::: Text section

1919, Zurich, Switzerland - 1988, São Paulo, Brazil

Mira Schendel’s work stands out for its original way of blending lightness, energy, sensitivity and a strong intellectual motivation. Hardly aligned with any current of modern art, her work transcends the artistic debates of her time. Schendel produced paintings, sculptures, installations, drawings, printed and handmade books, and she was also a poet and graphic artist. The relationship between image and word, the limits of language and perception, and her engagement with philosophy, in particular phenomenology, are fundamental aspects of her career. 

Born in Switzerland, Schendel lived in Italy during the 1930s, where she studied philosophy, theology and art. The need to flee Nazi persecution led Schendel to live in various European cities, and in 1949 she moved to Brazil, settling first in Porto Alegre and later in São Paulo. In the 1960s, she began to create series named according to the working process adopted, in which the detachment from the technical mastery traditionally associated with drawing stands out, as does the breaking down of hierarchies, for example between the figure and the background, or the empty space of the paper, which gained increasing autonomy in later works. Mira Schendel has also worked with plexiglass, which allowed her to explore the qualities of transparency and lightness. The limit of expressiveness is linked to Schendel’s interest in emptiness and silence, themes that run throughout her production.

::::::
::: Provided material

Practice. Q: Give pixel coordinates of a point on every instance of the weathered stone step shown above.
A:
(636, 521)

::::::

## Task brief
Continue the biographical text on Mira Schendel from the point where it stops, picking up after its closing sentence about emptiness and silence.

## Result of this exercise
Her work was featured in several editions of the Bienal de São Paulo (1951, 1955, 1963, 1965, 1967, 1969, 1981, 1989, 1994, 1998 and 2010) and since the 1960s the artist has exhibited at prestigious international institutions such as the 34th Venice Biennale, Italy (1968), and the Signals Gallery, London, UK (1966), a place of intense exchange for Brazilian and foreign avant-garde artists. In 2013, Schendel had a solo show at the Tate Modern, London, UK, presented in 2014 at the Pinacoteca de São Paulo, Brazil. In 2024, a retrospective of her work was held at the Tomie Ohtake Institute, São Paulo, Brazil. Her work is part of major public and private collections, including the Museo Nacional Centro de Arte Reina Sofia, Spain; MoMa, USA; Tate Modern, UK; and Museum of Fine Arts Houston, USA; as well as institutional collections in Brazil, including: Pinacoteca de São Paulo; MAM São Paulo; Museu de Arte Contemporânea da USP – MAC USP; Itaú Cultural; Museu de Arte Contemporânea de Niterói; among others.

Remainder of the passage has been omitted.